Which lines of the records contain the word "query"? Copy each one.

[[ Supplied records, beginning ]]

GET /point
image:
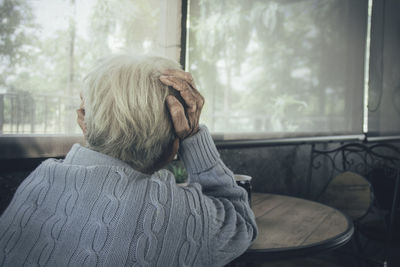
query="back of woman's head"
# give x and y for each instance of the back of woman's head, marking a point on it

[[ Supplied records, end ]]
[[ Supplied records, beginning ]]

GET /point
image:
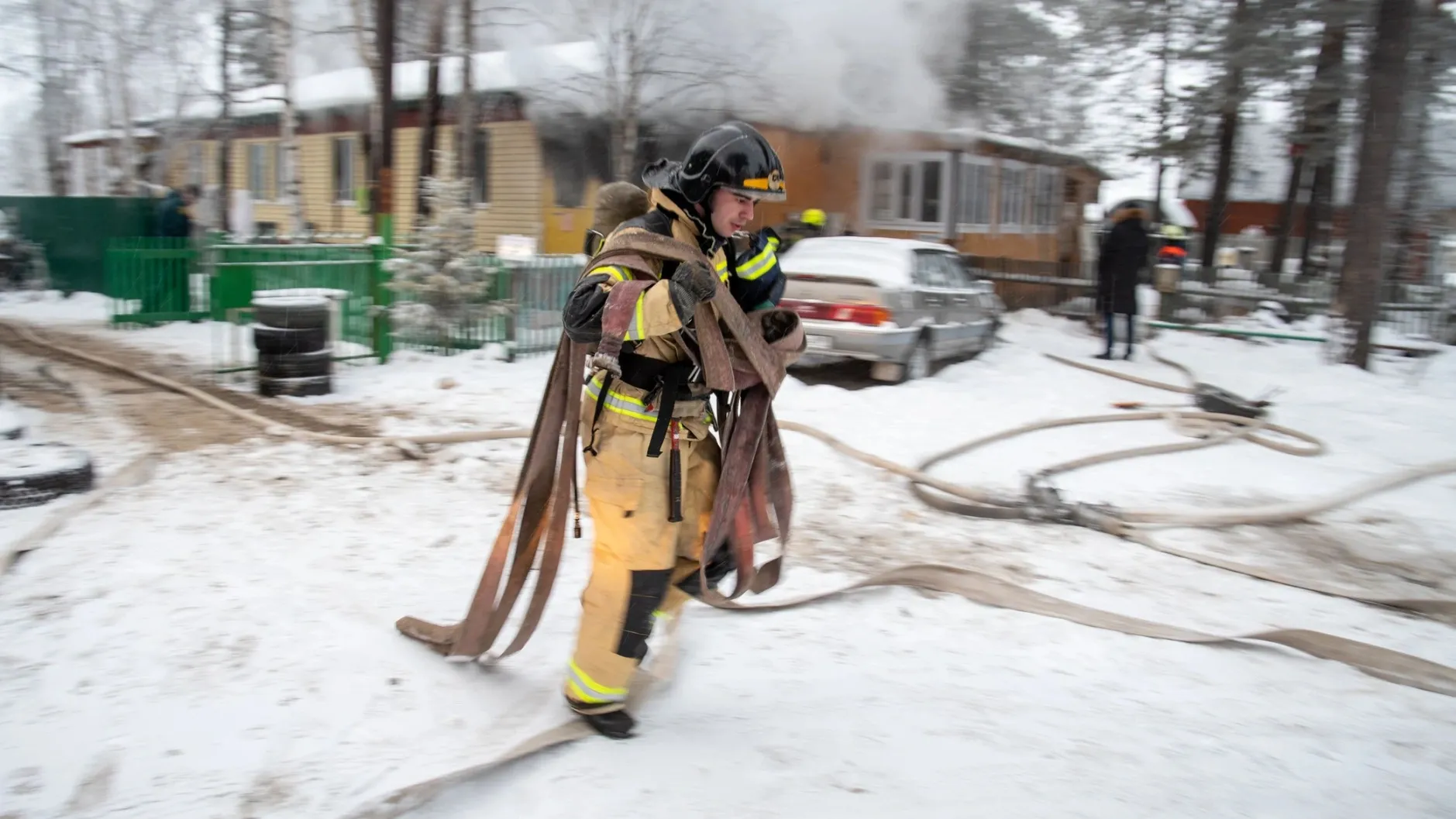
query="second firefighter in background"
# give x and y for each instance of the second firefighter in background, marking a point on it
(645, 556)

[[ Supplied records, end ]]

- **Solution**:
query="back of woman's head"
query="second firefighter in background"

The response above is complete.